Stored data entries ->
↓↓↓

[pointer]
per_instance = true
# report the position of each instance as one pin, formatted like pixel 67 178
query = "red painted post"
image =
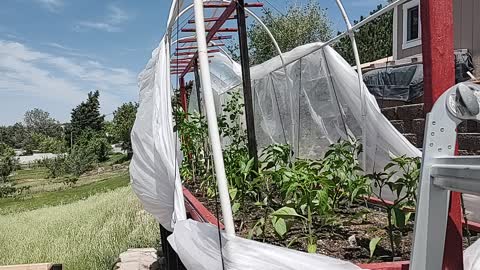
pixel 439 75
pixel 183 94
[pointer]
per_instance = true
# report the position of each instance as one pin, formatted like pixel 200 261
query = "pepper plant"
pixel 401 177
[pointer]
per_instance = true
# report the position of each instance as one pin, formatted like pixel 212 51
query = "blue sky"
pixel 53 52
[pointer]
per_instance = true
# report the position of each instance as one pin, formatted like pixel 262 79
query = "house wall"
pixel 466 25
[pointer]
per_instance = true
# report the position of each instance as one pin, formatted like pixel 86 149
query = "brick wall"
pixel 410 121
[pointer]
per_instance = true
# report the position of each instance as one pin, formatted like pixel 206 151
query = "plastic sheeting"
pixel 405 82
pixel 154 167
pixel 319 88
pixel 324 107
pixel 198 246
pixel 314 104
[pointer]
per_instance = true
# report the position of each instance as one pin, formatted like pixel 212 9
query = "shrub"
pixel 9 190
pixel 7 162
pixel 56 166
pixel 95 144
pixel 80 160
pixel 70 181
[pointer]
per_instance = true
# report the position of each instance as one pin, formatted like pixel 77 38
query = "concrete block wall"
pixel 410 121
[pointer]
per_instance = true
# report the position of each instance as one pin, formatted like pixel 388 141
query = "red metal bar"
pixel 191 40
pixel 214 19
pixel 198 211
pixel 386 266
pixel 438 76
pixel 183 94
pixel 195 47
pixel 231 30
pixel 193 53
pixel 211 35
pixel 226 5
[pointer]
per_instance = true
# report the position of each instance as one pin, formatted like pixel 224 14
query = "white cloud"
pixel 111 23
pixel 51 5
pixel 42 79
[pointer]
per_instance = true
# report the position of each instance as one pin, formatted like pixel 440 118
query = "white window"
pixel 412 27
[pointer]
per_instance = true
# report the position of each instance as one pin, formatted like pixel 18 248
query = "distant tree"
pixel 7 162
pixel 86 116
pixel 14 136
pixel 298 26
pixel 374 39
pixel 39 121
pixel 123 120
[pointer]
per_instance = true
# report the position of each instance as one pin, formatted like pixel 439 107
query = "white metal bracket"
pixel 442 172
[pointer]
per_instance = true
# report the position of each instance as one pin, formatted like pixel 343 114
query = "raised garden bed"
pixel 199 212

↑↑↑

Transcribe, word for word, the stretch of lines in the data above from the one with "pixel 67 178" through the one with "pixel 224 14"; omit all pictures.

# report the position of each instance as one pin, formatted like pixel 67 178
query = "red painted post"
image =
pixel 439 75
pixel 183 94
[pointer]
per_instance = true
# report the position of each instance as one pin, formatted like pixel 200 261
query = "pepper plant"
pixel 401 177
[pointer]
per_instance = true
# report the position of each instance as one pin, formatted like pixel 212 51
query = "blue sky"
pixel 53 52
[pointer]
per_instance = true
# report the position of each instance as one pin, formatted like pixel 262 79
query = "house wall"
pixel 466 25
[pointer]
per_instance = true
# report the position of each instance as one pin, formatted like pixel 86 149
query = "brick wall"
pixel 410 121
[pointer]
per_instance = true
# report the position of each instance as one pin, formatted like pixel 206 151
query = "plastic sheeting"
pixel 405 82
pixel 154 167
pixel 319 88
pixel 324 107
pixel 198 246
pixel 314 104
[pointer]
per_instance = true
# report the position of each instance as one pin, formatted like pixel 212 9
query = "shrub"
pixel 9 190
pixel 7 162
pixel 56 166
pixel 95 144
pixel 80 160
pixel 70 181
[pointer]
per_instance = true
# report the position of each instance as one pin, formatted like pixel 77 38
query = "concrete block wall"
pixel 410 121
[pointer]
per_instance = true
# report the position of each instance as one pin, formatted like pixel 388 141
query = "red metal bar"
pixel 191 40
pixel 214 19
pixel 198 211
pixel 386 266
pixel 438 76
pixel 183 94
pixel 195 47
pixel 231 30
pixel 193 53
pixel 211 35
pixel 226 5
[pointer]
per_instance = true
# report the position of each instance as one pin, formatted like pixel 224 14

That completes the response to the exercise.